== Segment start ==

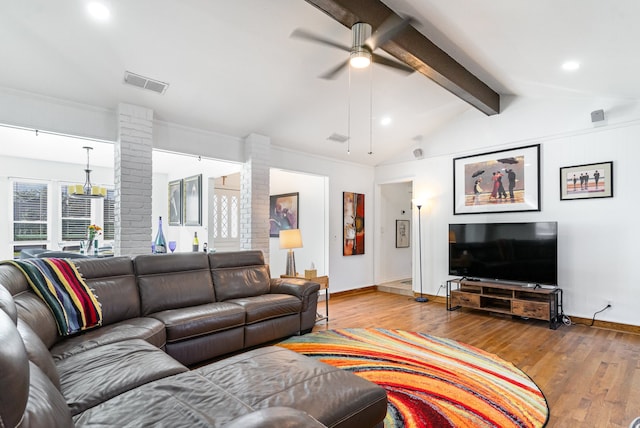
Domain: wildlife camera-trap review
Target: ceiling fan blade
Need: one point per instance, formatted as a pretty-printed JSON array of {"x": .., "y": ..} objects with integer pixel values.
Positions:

== Segment end ==
== Segment start ==

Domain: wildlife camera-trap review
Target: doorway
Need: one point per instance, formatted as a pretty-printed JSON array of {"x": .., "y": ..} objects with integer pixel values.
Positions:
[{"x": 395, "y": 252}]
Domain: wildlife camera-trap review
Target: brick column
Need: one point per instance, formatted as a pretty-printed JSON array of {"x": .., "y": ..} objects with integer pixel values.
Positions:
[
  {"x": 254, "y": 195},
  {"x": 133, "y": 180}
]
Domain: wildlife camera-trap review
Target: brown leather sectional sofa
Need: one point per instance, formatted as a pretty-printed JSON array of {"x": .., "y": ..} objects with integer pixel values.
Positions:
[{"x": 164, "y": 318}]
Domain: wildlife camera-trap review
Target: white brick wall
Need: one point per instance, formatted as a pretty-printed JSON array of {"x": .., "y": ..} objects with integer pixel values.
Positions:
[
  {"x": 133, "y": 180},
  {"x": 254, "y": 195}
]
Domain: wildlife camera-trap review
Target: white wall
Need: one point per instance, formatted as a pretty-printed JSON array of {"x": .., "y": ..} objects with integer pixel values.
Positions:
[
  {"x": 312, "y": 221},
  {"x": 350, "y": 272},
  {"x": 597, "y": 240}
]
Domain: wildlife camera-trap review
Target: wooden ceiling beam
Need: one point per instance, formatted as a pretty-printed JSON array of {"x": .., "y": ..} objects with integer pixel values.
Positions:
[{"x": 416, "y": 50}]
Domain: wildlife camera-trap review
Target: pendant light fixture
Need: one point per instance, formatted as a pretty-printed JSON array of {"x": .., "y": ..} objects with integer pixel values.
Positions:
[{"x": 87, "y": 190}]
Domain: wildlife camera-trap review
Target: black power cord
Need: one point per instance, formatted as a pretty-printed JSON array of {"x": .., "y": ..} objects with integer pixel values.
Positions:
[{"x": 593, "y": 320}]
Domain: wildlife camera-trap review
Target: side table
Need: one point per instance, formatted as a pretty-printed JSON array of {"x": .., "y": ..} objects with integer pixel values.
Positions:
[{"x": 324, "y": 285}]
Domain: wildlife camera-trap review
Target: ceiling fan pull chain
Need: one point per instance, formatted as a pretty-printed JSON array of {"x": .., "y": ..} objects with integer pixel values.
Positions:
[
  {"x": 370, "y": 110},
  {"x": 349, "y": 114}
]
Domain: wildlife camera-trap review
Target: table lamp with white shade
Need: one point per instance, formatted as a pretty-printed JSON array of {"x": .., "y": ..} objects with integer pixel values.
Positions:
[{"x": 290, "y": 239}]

== Segment end ==
== Segment start ==

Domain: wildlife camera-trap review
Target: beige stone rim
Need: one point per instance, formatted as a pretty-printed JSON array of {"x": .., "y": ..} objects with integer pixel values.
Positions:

== Segment end ==

*What you are asked to do*:
Pick out each line above that includes "wall" and show it.

*Result*:
Target: white brick wall
Target: white wall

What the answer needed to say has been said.